— begin EXTRACT TO READ —

I agree with Toby Stephen's statement, and i wish to make a simple example : ''Nobody wants to accept  that they are a statistic but ultimately it is a pre-requisite for cost benefit analyses''.The example is very simple and the solution is easy to guess, i just added a few more numbers to make it interesting.

Example : Safety of workers - ALARP, here it means, to reduce the risk of an accident, as much as possible, with a series of logic actions. As an engineer i will try to use numbers. Having worked in a quarry for a couple of months, i shall set the following example : Let's suppose that i am engineer in a quarry and i have to take care of 400 workers. Every worker must be protected as good as possible, and the company must pay for the proper equipment. Each worker must wear (obligatory) : 1. Specially designed helmet (20£), 2. Crude boots (20£), 3. Crude gloves (14£). Safety can be increased further by wearing : 4. Specially designed jackets (35£), 5. Specially designed trousers (65£). The above items need to be replaced every year. If a worker wears all items safety is increased 100%.

For each item, the safety ratios and the total costs per year are:

Helmets : (increase safety 20%) , total cost per year : 8000£

Gloves : (increase safety 20%), total cost per year : 5600£

Boots : (increase safety 20%), total cost per year : 8000£

Jackets : (increase safety 35%), total cost per year :14000£

Trousers : (increase safety 5%, total cost per year : 26000£

If a worker wears jeans (company pays nothing), instead of specially designed trousers, safety is increased 1% instead of 5%. So safety of the uniform is 96% instead of 100%.

The question here is : '' Is it reasonable for the company, just for a 0.04 increase in safety to may more than a 100,000£ over the next 4 years '' ? ( I am sure that each worker would prefer the specially designed trousers Sealed  !!).

Total cost with trousers per year : 61600£ , Total cost without trousers : 35600£. Is it reasonably practicable for the company to pay 26000£ per year, just for a 4% increase ? Of course, this a very simple example and i think the answer is obvious...

To summarize : ALARP, is a quality term. As engineers we ought to use numbers, and this is why i set the above example, which - by the way - is completely out of my mindWink, but what would you do as company (engineer), and what would you request as a worker ?



Aaron McKenna's picture

Having now had this discussion I now seem to understand the
concept of the phrase ALARP much better. I definitely see how what Toby and
Oseghale have mentioned plays into ALARP and tend to agree that in the initial
risk assessment costs or numerical values are perhaps all we have to work with
to make a decision on whether a risk is being made or deemed ALARP. As Lord
Justice Asquith’s comment stating that “reasonably practicable is a narrower
term than physically possible”. This very much fits directly in with the term
ALARP. Essentially it differentiates between a mitigation action being actually
possible and whether that then is viable for implementation. If it is possible
but not viable I believe we would deem that outside of the ALARP category. For
instance as an extreme scenario, for road safety and in an attempt to reduce
the number of road deaths, we could (i.e. we have the technology to) develop
cars that have a maximum speed of 50 mph.  However, is that practical or viable? Probably
not. I hope that helps clarify that statement and how it directly relates to
the term ALARP.

— end EXTRACT TO READ —
— begin DATA PROVIDED —

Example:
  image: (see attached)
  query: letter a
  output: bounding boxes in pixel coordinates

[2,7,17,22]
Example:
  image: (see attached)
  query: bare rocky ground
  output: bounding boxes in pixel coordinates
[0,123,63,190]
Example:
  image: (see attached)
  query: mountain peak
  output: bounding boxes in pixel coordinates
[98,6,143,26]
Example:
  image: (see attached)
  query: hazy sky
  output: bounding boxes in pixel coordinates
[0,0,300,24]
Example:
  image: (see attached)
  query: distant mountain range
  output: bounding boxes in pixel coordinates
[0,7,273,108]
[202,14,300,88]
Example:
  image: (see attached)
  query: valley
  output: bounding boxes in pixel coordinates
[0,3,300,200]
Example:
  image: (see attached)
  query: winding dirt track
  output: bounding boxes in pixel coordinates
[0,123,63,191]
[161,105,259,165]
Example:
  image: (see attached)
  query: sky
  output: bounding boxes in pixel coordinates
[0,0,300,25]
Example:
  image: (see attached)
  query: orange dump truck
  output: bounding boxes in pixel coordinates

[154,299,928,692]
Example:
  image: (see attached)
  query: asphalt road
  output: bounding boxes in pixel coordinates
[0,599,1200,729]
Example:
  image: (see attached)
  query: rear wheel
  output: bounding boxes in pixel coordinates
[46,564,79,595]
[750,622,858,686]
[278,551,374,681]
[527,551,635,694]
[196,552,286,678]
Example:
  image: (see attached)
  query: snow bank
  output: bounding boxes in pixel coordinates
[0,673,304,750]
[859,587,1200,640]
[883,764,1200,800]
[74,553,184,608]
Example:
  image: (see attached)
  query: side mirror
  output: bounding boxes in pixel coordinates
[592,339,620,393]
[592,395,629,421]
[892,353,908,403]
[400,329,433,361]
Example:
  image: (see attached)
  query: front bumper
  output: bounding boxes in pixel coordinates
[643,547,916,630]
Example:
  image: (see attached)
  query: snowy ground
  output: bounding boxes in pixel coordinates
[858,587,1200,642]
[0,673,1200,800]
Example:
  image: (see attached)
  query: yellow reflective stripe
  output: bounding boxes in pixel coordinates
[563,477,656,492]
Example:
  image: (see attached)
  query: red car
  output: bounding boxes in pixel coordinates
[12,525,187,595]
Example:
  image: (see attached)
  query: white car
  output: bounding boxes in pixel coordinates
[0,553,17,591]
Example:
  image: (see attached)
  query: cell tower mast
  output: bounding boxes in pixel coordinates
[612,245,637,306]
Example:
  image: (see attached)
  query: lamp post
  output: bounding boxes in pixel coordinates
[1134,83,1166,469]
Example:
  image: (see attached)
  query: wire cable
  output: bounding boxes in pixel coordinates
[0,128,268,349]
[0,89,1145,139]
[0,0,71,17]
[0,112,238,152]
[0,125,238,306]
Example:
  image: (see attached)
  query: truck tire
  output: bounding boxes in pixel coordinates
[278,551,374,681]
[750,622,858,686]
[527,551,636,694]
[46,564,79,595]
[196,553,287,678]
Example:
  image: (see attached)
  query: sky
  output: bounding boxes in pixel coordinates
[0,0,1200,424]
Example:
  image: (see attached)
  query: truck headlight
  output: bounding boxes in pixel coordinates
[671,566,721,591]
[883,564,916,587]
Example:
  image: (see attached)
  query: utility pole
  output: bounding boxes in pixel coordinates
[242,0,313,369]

— end DATA PROVIDED —

### [TASK REQUIREMENTS]
**a.** Rename "query" to "prompt" throughout the rows from their first line through the line containing "[563,477,656,492]", and give back that part with everything else left unchanged.
**b.** Go on with the ALARP discussion, picking up after its final sentence.
The rows have no connection to the ALARP discussion.

### [EXPECTED RESULTS]
**a.**
Example:
  image: (see attached)
  prompt: letter a
  output: bounding boxes in pixel coordinates

[2,7,17,22]
Example:
  image: (see attached)
  prompt: bare rocky ground
  output: bounding boxes in pixel coordinates
[0,123,63,190]
Example:
  image: (see attached)
  prompt: mountain peak
  output: bounding boxes in pixel coordinates
[98,6,143,26]
Example:
  image: (see attached)
  prompt: hazy sky
  output: bounding boxes in pixel coordinates
[0,0,300,24]
Example:
  image: (see attached)
  prompt: distant mountain range
  output: bounding boxes in pixel coordinates
[0,7,273,108]
[202,14,300,88]
Example:
  image: (see attached)
  prompt: valley
  output: bounding boxes in pixel coordinates
[0,3,300,200]
Example:
  image: (see attached)
  prompt: winding dirt track
  output: bounding boxes in pixel coordinates
[0,123,63,191]
[161,105,259,165]
Example:
  image: (see attached)
  prompt: sky
  output: bounding boxes in pixel coordinates
[0,0,300,25]
Example:
  image: (see attached)
  prompt: orange dump truck
  output: bounding boxes in pixel coordinates

[154,299,928,692]
Example:
  image: (see attached)
  prompt: asphalt road
  output: bounding boxes in pixel coordinates
[0,599,1200,729]
Example:
  image: (see attached)
  prompt: rear wheel
  output: bounding boxes in pixel coordinates
[46,564,79,595]
[750,622,858,686]
[278,551,374,681]
[527,551,635,694]
[196,552,286,678]
Example:
  image: (see attached)
  prompt: snow bank
  output: bounding boxes in pixel coordinates
[0,673,304,750]
[859,587,1200,640]
[883,764,1200,800]
[74,553,184,608]
Example:
  image: (see attached)
  prompt: side mirror
  output: bounding boxes in pixel coordinates
[592,339,620,393]
[592,395,629,421]
[892,353,908,403]
[400,329,433,361]
Example:
  image: (see attached)
  prompt: front bumper
  output: bounding boxes in pixel coordinates
[643,547,916,630]
Example:
  image: (see attached)
  prompt: snowy ground
  output: bounding boxes in pixel coordinates
[858,587,1200,642]
[0,673,1200,800]
Example:
  image: (see attached)
  prompt: yellow reflective stripe
  output: bounding boxes in pixel coordinates
[563,477,656,492]

**b.**
Mykola Mamykin's picture


Excellent points be Toby Stephen and M. Michelakis on using numbers while approaching safety.


And in general - what do you guys think about prescriptive legislation?


My $0.02: there is no way it could be completely avoided and goal-setting regulatory framework used instead.


Couple of examples:


- Cementing an oil well. Before Macondo accident, Operators needed to convince MMS that their procedures are safe ALARP. After explosion - BOEMRE (no more MMS) issued several prescriptive recommendations on the subjects, like borehole to be at least 3 inches bigger then the casing, two mechanical barriers etc.


- In Shipping, International Maritime Organization promotes Safety at Sea through various Conventions like SOLAS, MARPOL etc. They use wording like "this and this to be safe as far as practicable".

All concerned parties subsequently enquire: "well, what exactly does it mean?".  Then IMO, through its subcommittee like MSC or through IACS will issue Unified Interpretations saying: "this and this shall be 450mm from that and that".


In these cases - prescriptive wins.

Aaron McKenna's picture

I wish to respond to a few points made by Mykola regarding his favour towards prescriptive legislation. Since every facility and system is unique (i.e. never have exactly the same location, specifications, measurements etc.) if we were to revert to purely prescriptive legislation this would potentially entail an independent regulator visiting each site and setting specific regulations for each and every component. This case by case regulation is obviously not viable. I understand that using goal setting legislation the safety requirements are essentially made by the company and therefore may differ from another facility in which that specific risk may have been considered greater or less. It must be remembered that in current society companies are driven by the need to make safe facilities in fear of the backlash they would receive, if an incident did occur due to negligence or ignorance of a risk, in the hope of cutting corners. These decisions also need to be validated by evidence proving that they have/had reduced the risk to ALARP. As presented in lectures this allows new technologies and improvements to be facilitated without the complete overhaul of the legislation. Thus I tend to disagree that prescriptive legislation is the complete answer.

Mykola Mamykin's picture

Never ment to say I am in personal favour of presecriptive legislation.

I provided a couple of examples, showcasing the fact that it can not be in all circumstances replaced by goal-setting.

Appreciate you comment though.

michael saiki's picture

To contribute to what you all are saying, sure there can't be one single perspective or instrument/document that can completely define the requirment of safety and as we have historically seen that man pushes himself further to minimize the risks and optimize safety as previous safety templates fail, it is therefore certain from scholarly perspectives and experience that both the Prescriptive and Safety case models in isolation cannot be effective.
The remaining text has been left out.